>> Start Records to use

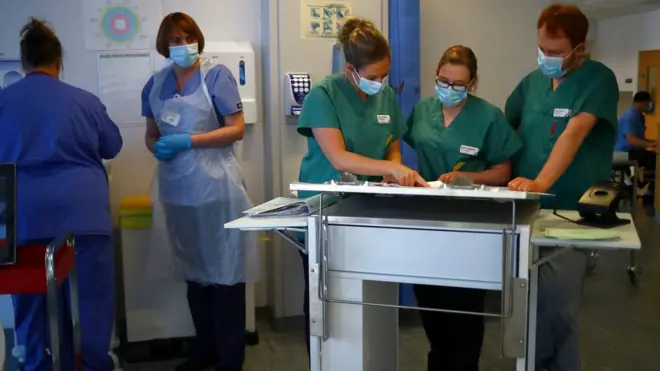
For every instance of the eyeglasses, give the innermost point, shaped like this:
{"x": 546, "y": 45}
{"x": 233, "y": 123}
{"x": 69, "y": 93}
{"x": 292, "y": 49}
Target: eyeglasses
{"x": 444, "y": 85}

>> End Records to use

Please print the lines above word for word, leaving out the pictures.

• _Expected output_:
For every instance of the eyeglasses, give the innermost point, shaped like this:
{"x": 546, "y": 45}
{"x": 233, "y": 123}
{"x": 69, "y": 93}
{"x": 292, "y": 49}
Target: eyeglasses
{"x": 444, "y": 85}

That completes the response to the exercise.